## Start SELECTION

[Mpi3-ft] Persistent Communication & Sendrecv

Joshua Hursey jjhursey at open-mpi.org
Tue Aug 31 14:59:58 CDT 2010


I think I see what is getting confused. We are not changing MPI_Recv_init or MPI_Irecv from the current standard. So the status object is only available on a call to one of the completion functions.

I was running with the assumption that if a process is known to be failed at the call to either of these functions then they will return MPI_ERR_IN_STATUS (even though these functions don't have a status object, this tells the user to call a completion call to access the status object). Further, if the process is not known to be failed until the call to MPI_Start{all}, then the start function would return MPI_ERR_IN_STATUS. Then the application should use one of the completion calls to access the error code from the returned status object.

Thinking about this some more and rereading the standard, both MPI_Irecv, MPI_Recv_init, MPI_Start{all} should return immediately since they are local operations. Their return code should -not- be determined by the other processes. I say this after reading the following sentence in the introduction to section 3.7:
"In all cases, the send start call is local: it returns immediately, irrespective of the status of other processes."

## End SELECTION
## Start ENTRIES

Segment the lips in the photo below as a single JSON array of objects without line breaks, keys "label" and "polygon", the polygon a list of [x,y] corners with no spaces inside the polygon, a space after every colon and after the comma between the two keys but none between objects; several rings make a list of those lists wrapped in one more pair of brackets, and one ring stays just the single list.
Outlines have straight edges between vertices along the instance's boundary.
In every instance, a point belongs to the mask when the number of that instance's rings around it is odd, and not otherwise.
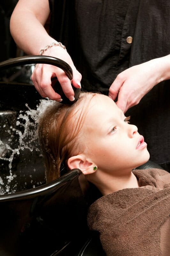
[{"label": "lips", "polygon": [[138,143],[137,144],[137,146],[136,147],[136,148],[138,148],[139,147],[140,147],[140,146],[142,146],[142,144],[143,144],[143,143],[145,143],[145,144],[146,144],[145,142],[144,141],[144,138],[143,136],[140,136],[140,138],[139,138],[139,139],[138,140]]}]

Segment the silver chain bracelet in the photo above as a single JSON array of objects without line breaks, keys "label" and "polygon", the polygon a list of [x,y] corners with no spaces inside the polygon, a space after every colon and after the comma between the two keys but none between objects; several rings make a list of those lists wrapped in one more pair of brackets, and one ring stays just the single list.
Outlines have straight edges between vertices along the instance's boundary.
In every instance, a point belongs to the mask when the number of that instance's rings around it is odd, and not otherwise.
[{"label": "silver chain bracelet", "polygon": [[66,46],[65,46],[65,45],[63,45],[60,42],[58,42],[58,43],[51,43],[50,45],[46,45],[44,49],[42,49],[40,50],[39,55],[42,55],[44,52],[47,51],[47,50],[48,50],[49,49],[50,49],[50,48],[51,48],[51,47],[52,47],[53,46],[60,46],[60,47],[62,47],[62,48],[63,48],[65,50],[66,50],[66,51],[67,51]]}]

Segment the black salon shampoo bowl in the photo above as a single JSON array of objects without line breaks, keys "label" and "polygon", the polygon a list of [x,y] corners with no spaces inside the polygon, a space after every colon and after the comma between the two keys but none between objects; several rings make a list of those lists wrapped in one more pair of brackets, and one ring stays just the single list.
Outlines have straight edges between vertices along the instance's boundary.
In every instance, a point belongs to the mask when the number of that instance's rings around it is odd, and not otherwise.
[{"label": "black salon shampoo bowl", "polygon": [[[59,60],[47,56],[24,56],[7,60],[0,63],[0,71],[36,63],[59,67],[71,79],[71,70],[66,63],[63,66]],[[0,82],[0,139],[4,144],[12,138],[8,128],[15,127],[20,111],[27,110],[26,103],[36,109],[41,99],[31,85]],[[11,147],[15,148],[18,140],[12,140]],[[0,148],[2,157],[6,149]],[[0,255],[74,256],[87,231],[86,203],[78,180],[80,170],[73,170],[46,184],[41,152],[26,149],[16,155],[12,163],[15,177],[11,181],[12,190],[0,196]],[[0,160],[0,177],[6,180],[9,175],[8,163]]]}]

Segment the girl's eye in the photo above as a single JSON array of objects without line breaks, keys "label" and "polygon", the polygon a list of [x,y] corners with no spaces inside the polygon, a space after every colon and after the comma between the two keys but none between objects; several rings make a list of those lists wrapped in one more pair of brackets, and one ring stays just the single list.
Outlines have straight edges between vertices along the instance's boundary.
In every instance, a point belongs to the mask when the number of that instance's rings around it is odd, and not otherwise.
[{"label": "girl's eye", "polygon": [[111,131],[111,133],[112,132],[114,132],[116,131],[116,126],[115,126],[114,127],[113,127],[112,130]]},{"label": "girl's eye", "polygon": [[127,117],[126,117],[125,119],[124,120],[124,122],[128,123],[130,123],[130,116],[128,116]]}]

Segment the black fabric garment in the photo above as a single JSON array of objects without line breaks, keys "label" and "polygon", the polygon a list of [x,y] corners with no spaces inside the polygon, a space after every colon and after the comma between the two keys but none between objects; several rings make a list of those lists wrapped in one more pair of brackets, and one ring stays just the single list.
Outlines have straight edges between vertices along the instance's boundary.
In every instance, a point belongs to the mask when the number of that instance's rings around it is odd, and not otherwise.
[{"label": "black fabric garment", "polygon": [[[82,89],[107,94],[117,75],[169,53],[169,0],[49,0],[50,34],[66,47]],[[133,37],[132,44],[126,39]],[[148,144],[150,160],[170,171],[169,80],[126,115]],[[166,165],[164,165],[165,164]]]}]

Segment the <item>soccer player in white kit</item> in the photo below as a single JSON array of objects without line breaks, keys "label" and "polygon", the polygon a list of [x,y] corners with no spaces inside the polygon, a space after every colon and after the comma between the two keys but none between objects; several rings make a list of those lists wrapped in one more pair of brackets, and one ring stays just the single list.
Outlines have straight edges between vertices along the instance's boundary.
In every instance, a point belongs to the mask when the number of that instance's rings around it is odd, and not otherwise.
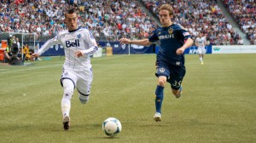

## End ENTRIES

## PROBLEM SET
(1) Which names beginning with "MPI_" appear in the mailing list post on persistent communication? List each one once.
(2) Echo the mailing list post on persistent communication, starting with "I think I see" and going on through "returned status object.".

## SOLUTIONS PER TASK
(1)
MPI_Recv_init
MPI_Irecv
MPI_ERR_IN_STATUS
MPI_Start{all}

(2)
I think I see what is getting confused. We are not changing MPI_Recv_init or MPI_Irecv from the current standard. So the status object is only available on a call to one of the completion functions.

I was running with the assumption that if a process is known to be failed at the call to either of these functions then they will return MPI_ERR_IN_STATUS (even though these functions don't have a status object, this tells the user to call a completion call to access the status object). Further, if the process is not known to be failed until the call to MPI_Start{all}, then the start function would return MPI_ERR_IN_STATUS. Then the application should use one of the completion calls to access the error code from the returned status object.